++++ Stored data
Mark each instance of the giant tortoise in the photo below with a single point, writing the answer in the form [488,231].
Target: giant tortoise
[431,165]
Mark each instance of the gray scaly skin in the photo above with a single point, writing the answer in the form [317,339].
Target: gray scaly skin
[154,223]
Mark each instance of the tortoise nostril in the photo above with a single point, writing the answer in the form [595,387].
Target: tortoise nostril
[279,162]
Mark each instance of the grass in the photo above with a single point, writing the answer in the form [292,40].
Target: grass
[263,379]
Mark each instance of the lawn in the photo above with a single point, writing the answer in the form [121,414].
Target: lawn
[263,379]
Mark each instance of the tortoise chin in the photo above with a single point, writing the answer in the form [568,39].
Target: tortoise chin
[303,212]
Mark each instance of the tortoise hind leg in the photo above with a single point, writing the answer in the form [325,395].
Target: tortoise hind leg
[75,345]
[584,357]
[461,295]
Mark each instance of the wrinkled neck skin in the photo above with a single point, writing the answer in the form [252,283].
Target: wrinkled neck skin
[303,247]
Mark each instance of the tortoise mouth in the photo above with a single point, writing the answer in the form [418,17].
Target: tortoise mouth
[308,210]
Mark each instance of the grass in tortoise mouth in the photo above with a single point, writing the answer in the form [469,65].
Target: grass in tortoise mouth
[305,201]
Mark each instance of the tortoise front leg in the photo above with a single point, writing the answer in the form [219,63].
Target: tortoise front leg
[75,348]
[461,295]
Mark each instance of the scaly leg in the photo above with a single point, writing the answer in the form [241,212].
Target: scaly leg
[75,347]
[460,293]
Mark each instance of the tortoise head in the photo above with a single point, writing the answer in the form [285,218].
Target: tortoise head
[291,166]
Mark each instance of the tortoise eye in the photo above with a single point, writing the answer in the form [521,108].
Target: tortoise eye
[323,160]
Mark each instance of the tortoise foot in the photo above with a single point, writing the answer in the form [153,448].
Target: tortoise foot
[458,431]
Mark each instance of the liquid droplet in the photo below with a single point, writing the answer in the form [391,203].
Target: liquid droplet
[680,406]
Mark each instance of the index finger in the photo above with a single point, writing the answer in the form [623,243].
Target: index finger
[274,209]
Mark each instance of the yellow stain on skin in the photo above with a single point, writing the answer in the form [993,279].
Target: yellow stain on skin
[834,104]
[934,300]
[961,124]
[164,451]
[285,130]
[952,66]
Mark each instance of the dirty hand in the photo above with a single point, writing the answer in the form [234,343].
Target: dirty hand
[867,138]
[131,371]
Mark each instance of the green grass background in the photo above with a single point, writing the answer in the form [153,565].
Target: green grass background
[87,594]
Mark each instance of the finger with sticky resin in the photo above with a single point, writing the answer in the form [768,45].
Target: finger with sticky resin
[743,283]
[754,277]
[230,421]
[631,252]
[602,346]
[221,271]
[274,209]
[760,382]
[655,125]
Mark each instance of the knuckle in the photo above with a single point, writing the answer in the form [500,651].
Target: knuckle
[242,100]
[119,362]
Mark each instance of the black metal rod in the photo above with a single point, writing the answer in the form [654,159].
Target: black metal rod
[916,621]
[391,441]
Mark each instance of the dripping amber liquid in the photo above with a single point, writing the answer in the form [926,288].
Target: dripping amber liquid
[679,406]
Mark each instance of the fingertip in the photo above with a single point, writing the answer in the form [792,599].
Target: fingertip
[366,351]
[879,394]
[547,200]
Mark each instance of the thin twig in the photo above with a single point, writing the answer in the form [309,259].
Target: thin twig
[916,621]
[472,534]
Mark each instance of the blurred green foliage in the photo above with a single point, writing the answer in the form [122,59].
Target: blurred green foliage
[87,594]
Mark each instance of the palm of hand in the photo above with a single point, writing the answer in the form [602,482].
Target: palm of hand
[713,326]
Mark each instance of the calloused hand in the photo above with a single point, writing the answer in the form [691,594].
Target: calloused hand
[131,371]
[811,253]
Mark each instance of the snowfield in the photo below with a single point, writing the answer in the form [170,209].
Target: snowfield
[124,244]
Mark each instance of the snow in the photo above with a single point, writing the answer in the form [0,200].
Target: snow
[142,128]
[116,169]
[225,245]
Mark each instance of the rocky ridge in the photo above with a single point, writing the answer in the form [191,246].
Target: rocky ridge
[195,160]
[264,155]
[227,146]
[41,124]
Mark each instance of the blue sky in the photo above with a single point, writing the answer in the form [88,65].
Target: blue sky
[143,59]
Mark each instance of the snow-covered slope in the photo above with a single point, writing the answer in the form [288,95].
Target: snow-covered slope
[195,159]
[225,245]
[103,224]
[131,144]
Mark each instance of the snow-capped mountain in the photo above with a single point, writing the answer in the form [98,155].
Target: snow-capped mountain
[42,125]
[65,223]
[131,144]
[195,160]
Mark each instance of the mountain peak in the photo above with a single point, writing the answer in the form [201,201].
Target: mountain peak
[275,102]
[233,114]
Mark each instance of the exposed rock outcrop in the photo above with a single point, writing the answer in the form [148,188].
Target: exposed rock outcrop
++++++++
— Problem description —
Reproduce each of the records above verbatim, line for line, with no changes.

— Exercise result —
Mark each instance of the giant tortoise in the photo below with a single point, writing the answer in the form [488,231].
Target: giant tortoise
[431,165]
Mark each instance of the gray scaly skin in the photo above with a single point, writing the answer in the form [317,339].
Target: gray scaly skin
[154,223]
Mark each instance of the tortoise nostril in the photo above with a single point, writing the answer in the form [595,387].
Target: tortoise nostril
[279,162]
Mark each instance of the grass in the photo above with a single point, writing the answer in the form [292,40].
Target: grass
[263,379]
Mark each instance of the lawn in the photo above with a single point, writing the answer in the form [121,414].
Target: lawn
[263,379]
Mark each instance of the tortoise chin in the photo above with a single point, writing the answer in the form [568,39].
Target: tortoise chin
[303,212]
Mark each instance of the tortoise hind leg in the photo above with a single point, writing the answer in the form [325,395].
Target: tortoise hind leg
[75,345]
[584,357]
[461,295]
Mark each instance of the wrinkled neck skin in the photo above with a single point, writing the answer in the form [252,283].
Target: wrinkled neck skin
[303,247]
Mark each instance of the tortoise mouth in the photo above with a single point, writing the answer in the form [418,17].
Target: tortoise mouth
[308,210]
Mark each instance of the grass in tortoise mouth in the photo above with a single point, writing the answer in the form [469,65].
Target: grass in tortoise mouth
[305,201]
Mark each instance of the tortoise front leg in the photo above with a single point, writing the answer in the form [219,63].
Target: tortoise front leg
[75,348]
[461,295]
Mark each instance of the scaly leg in the photo above with a single point, writing the answer in the form [241,212].
Target: scaly leg
[75,347]
[460,293]
Mark each instance of the tortoise head in the photo above with a single point, writing the answer in the form [285,218].
Target: tortoise head
[291,166]
Mark each instance of the tortoise eye in the photo above with a single point, writing the answer in the form [521,108].
Target: tortoise eye
[323,160]
Mark each instance of the tortoise foot in the photo above with a single point, writing the answer in the form [153,448].
Target: tortoise foot
[458,431]
Mark each instance of the liquid droplet in the photo below with a single point, writing the answer in the form [391,203].
Target: liquid droplet
[680,406]
Mark each instance of the index finger in the photo above with a single point, writing the answer in the form [623,243].
Target: index finger
[274,209]
Mark each instance of the yellow stain on skin in the photo above with a single point, writing the answer in the form [993,279].
Target: yellow stain on skin
[834,104]
[934,300]
[961,124]
[164,451]
[285,130]
[952,66]
Mark each instance of the dirty hand in the photo above with a single point, writing the answer in the form [234,343].
Target: dirty hand
[867,138]
[131,371]
Mark each instance of the green grass background in the photo above with a single point, writing the answer in the form [153,565].
Target: green grass background
[87,594]
Mark each instance of the finger with sticky resin in the photo above with a single point, writing the answer in the form [768,45].
Target: finger with sticky resin
[743,283]
[754,277]
[230,421]
[631,252]
[602,346]
[221,271]
[274,209]
[760,382]
[655,125]
Mark each instance of the knuckle in the photo above with a single point, writing the answer in the form [500,651].
Target: knuckle
[242,100]
[119,362]
Mark each instance of the black metal rod in the photo above with a single point, writing the answer in the form [654,159].
Target: black metal rod
[916,621]
[391,441]
Mark each instance of the dripping amber liquid in the photo above with a single point, writing the answer in the form [926,288].
Target: dripping amber liquid
[679,406]
Mark each instance of the fingertip in the photo above with a single point, writing the answer in the form [792,599].
Target: fingertip
[366,351]
[879,394]
[547,200]
Mark each instance of the thin twig in the photo above with a single point, writing the answer in the form [309,259].
Target: thin twig
[916,621]
[472,534]
Mark each instance of the blurred green foliage in the photo above with a single point, writing the answer in the form [122,59].
Target: blurred green foliage
[87,594]
Mark each instance of the palm of hand in the photo above with a single point, writing the answer in the form [602,482].
Target: palm of hand
[713,326]
Mark each instance of the calloused hand in the photo above with a single point, writing the answer in the form [691,594].
Target: calloused hand
[131,371]
[811,253]
Mark each instance of the snowfield in the photo below with a single point, writing the answer in the form [170,209].
Target: snowfield
[124,244]
Mark each instance of the snow in the photo above with a single point, writing the answer in the form [0,200].
Target: snow
[142,128]
[116,169]
[225,245]
Mark each instance of the rocky ridge in the photo above with a single point, writing the answer in the form [191,246].
Target: rocky ridge
[195,160]
[264,155]
[227,146]
[41,124]
Mark each instance of the blue sky in the photo above with a single point, writing the answer in the form [88,65].
Target: blue sky
[143,59]
Mark each instance of the snow-covered slope in the photo above with a single point, writing the answer in the form [288,95].
Target: snow-covered slope
[195,159]
[225,245]
[103,224]
[131,144]
Mark each instance of the snow-capped mountain in the photo above with a single point, writing the answer in the form [98,155].
Target: snow-capped mountain
[42,125]
[65,223]
[131,144]
[195,160]
Mark each instance of the mountain peak in the photo above with a single point, writing the answer in the form [201,201].
Target: mountain peak
[275,102]
[233,114]
Mark each instance of the exposed rock outcrop in the photo above with a single point, writing the answer in the form [148,188].
Target: exposed rock outcrop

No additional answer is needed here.